• _TASK ITEM_: Send back every line of the data exactly.
((
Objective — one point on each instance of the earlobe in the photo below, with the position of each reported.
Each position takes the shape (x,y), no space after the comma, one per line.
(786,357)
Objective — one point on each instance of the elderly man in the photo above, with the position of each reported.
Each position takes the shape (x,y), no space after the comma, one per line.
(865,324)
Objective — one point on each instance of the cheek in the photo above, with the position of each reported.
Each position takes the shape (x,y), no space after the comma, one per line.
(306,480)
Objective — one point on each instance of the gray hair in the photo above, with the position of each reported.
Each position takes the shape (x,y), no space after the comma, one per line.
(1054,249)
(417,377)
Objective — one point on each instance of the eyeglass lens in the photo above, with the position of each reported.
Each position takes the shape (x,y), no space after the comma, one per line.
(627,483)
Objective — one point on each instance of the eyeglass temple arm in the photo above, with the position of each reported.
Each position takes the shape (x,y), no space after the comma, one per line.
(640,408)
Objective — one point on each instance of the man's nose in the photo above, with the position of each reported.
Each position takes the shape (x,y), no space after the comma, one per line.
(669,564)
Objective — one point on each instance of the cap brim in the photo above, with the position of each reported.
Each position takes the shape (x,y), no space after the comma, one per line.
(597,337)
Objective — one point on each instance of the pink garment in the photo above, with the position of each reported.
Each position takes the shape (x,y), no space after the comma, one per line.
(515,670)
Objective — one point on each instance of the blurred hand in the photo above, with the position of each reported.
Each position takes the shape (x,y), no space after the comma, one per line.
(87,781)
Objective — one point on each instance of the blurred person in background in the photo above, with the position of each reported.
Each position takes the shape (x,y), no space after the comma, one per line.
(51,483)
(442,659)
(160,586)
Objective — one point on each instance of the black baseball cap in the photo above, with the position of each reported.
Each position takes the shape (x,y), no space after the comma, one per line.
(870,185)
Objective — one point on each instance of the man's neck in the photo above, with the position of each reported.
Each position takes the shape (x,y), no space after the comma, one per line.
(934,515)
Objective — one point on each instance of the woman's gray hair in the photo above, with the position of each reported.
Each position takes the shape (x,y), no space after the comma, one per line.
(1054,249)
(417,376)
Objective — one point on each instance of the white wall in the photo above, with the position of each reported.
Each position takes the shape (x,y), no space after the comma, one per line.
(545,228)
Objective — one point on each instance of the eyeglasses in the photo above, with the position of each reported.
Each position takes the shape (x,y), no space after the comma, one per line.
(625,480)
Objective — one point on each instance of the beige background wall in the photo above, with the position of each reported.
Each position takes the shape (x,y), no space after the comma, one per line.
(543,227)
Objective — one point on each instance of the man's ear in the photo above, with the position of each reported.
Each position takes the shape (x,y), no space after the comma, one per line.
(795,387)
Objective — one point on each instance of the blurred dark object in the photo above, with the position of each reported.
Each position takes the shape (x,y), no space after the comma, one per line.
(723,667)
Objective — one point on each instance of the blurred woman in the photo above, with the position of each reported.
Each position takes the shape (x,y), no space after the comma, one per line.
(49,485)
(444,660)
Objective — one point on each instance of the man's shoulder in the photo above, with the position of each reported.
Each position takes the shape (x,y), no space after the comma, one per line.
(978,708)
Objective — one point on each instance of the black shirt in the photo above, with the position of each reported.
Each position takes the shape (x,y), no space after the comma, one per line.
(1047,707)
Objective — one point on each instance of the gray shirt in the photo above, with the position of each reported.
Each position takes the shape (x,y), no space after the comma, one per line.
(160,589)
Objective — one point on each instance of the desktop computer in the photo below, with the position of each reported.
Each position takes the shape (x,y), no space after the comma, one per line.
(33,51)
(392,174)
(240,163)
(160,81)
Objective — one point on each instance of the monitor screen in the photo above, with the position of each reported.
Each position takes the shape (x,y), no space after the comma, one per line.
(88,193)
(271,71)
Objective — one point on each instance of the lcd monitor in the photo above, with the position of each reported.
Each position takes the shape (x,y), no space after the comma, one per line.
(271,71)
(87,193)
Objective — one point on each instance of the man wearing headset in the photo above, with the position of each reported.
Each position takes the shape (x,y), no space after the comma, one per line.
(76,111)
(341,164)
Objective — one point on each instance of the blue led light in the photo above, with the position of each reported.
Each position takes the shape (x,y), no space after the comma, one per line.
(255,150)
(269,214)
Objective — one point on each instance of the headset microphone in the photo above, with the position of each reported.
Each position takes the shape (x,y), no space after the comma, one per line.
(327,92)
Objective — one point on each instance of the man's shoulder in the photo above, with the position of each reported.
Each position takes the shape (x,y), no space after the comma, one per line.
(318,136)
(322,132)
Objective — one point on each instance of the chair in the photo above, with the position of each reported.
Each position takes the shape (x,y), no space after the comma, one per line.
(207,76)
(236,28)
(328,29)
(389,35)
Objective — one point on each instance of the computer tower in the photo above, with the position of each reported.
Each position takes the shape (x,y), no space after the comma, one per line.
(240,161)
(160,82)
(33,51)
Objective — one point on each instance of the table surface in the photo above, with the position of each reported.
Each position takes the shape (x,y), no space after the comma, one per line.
))
• _TASK RESPONSE_:
Objective — one point on each instance of the earlobe in the photo below, with the position of each reported.
Each position takes the shape (x,y), no space after the comma, one per line.
(786,357)
Objective — one point on each instance of the elderly man in the photo above, with the position of each reported.
Each position takes the shape (x,y), no space after the comma, one per line.
(865,324)
Objective — one point on each instance of the cheek in the photo above, with the position of each reported.
Each position takes the shape (x,y), no space after the comma, one per line.
(306,480)
Objective — one point on each instance of the gray hair in the photo above, with the position of each reported.
Each position takes the shape (x,y), no space after the comma, one per line.
(1054,249)
(417,377)
Objective — one point on each instance of the eyeglass lens in the photo above, with the position of each reported.
Each position takes the shape (x,y), no space after the comma, one per line.
(627,483)
Objective — one point on each instance of the eyeglass temple arm in the photo above, with the position of each reported.
Each position takes the shape (x,y), no space after the comma, one per line.
(640,408)
Objective — one point on each instance of the man's nose in the photo above, with the position of each reported.
Each position takes the shape (x,y), no space after the comma, one per line.
(669,564)
Objective — one point on each instance of the cap brim in the photo above, with the position of each reported.
Each position takes the shape (x,y), no space after the comma, one per line.
(597,337)
Objective — one point on each instance of the pink garment in the photo above, with the position of each reported.
Each position takes the shape (x,y), no space after the comma, one per line.
(515,670)
Objective — one point on each instance of the blurred hand in the photo above, with the position of each reported.
Each position takes the shape (x,y), no space after the comma, one per line.
(87,781)
Objective — one point on each instance of the blurred person in background in the photo above, with the position of each reported.
Each position takes the shape (x,y), no space after the comma, one per line.
(51,483)
(442,659)
(160,586)
Objective — one point on each instance of the black baseball cap in the photo above, with the position of each reported.
Each position takes the shape (x,y), no space after the comma, one per line.
(870,185)
Objective — one point on each instance of the man's neck in the photo above, with the position of each reported.
Each position takes the shape (x,y), no space after the comma, one per line.
(934,515)
Objective — one point on each instance of the woman's gray hair in the photo above, with the position of each reported.
Each position takes the shape (x,y), no space after the comma, one per line.
(1054,249)
(417,376)
Objective — one point on each instance of the white wall in the photo above, with the position of each reported.
Each position takes the shape (x,y), no space after the comma, one per line.
(545,228)
Objective — one point on each instance of the eyeglasses in the photo above, with the position of each reported.
Each position takes the shape (x,y), no space after the comma, one per line.
(625,480)
Objective — one point on each instance of the beige background wall in the photo above, with the position of each reported.
Each position takes the shape (x,y), no space after the comma, one per line.
(543,227)
Objective — one point on each instance of the man's ear in the photo above, with the position of each reported.
Each position takes the shape (x,y), no space after the comma, one per line.
(795,387)
Objective — one point on each instance of the blurred dark object in the photo above, with the position of each reported.
Each position takes the shape (x,y), no space after the comma, one per line.
(723,667)
Objective — one point on each instance of the blurred woman in the photo above, with the position of each reported.
Each position takes the shape (x,y), no space after the comma, one per line.
(49,485)
(444,660)
Objective — one point on each instance of the man's shoulder in the photo above, with the position of each reported.
Each position takes the shape (x,y), no space after the comma, one per line.
(978,708)
Objective — one point on each instance of the black shirt in the photo above, with the position of each reported.
Each position takes the shape (x,y), no space after the comma, one per line.
(1047,707)
Objective — one point on each instance of the gray shirt in the photo above, with the position of each reported.
Each position takes the shape (x,y), no space after the comma, one per line.
(160,589)
Objective — one point on each instance of the desktop computer in the photo below, with the position of each reported.
Each position takes the shape (x,y), no space after the comma, one per line.
(33,51)
(392,174)
(240,163)
(160,81)
Objective — one point on each instance of the monitor screen in the photo above, with the position of each reported.
Each position takes the shape (x,y), no space after the comma, one per line.
(88,193)
(271,71)
Objective — one point on each instance of the lcd monitor in the photo above, with the position of each reported.
Each position takes the shape (x,y), no space after the comma, one per line.
(271,71)
(87,193)
Objective — one point on each instance of the man wearing headset in the photo above, with the position of each reported.
Each position takes the shape (x,y), no space after the comma, one per line.
(76,111)
(341,164)
Objective — one point on each instance of the blue led light in the photo above, with the position of each reported.
Each position takes the shape (x,y), no space after the comma, one per line.
(255,150)
(269,214)
Objective — one point on each instance of the headset microphone in the photo above, with the position of each reported.
Each position takes the shape (x,y), no space after the comma, one per line.
(327,92)
Objective — one point on each instance of the man's shoulder in the photo above, with the position of each reported.
Each position takes the shape (x,y), no space after the comma, one per line.
(318,136)
(322,132)
Objective — one point on each instance of the chair in the photo above, with the position of each reported.
Each position takes the shape (x,y), no space after the comma, one per line.
(207,76)
(236,28)
(328,29)
(389,35)
Objective — one point on each instance of the computer tower in the photo above, with the position of each reported.
Each position takes the shape (x,y), no space after the comma, one per line.
(240,161)
(160,82)
(33,51)
Objective — one point on each instance of the table surface in the photo above, with the position of each reported.
Each position takes the shape (x,y), no space after the comma, one per line.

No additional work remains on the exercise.